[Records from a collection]

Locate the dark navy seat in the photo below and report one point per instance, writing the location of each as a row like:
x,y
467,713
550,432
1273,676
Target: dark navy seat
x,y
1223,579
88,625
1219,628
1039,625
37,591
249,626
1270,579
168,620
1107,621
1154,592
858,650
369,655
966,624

→ Task goal
Write out all the items again line by line, requests included, multiplying each x,y coordinate in the answers by 0.95 and rounding to a whole number, with halves rounded up. Leave the numbers in the requests unchanged.

→ Solution to this problem
Locate the dark navy seat in the photo below and report one point per instance, writing the location of each as a row like:
x,y
467,713
550,432
1273,676
Target: dark navy seat
x,y
1162,550
84,594
1158,597
987,594
35,561
237,595
1207,550
160,589
1052,590
1096,562
815,618
351,622
918,593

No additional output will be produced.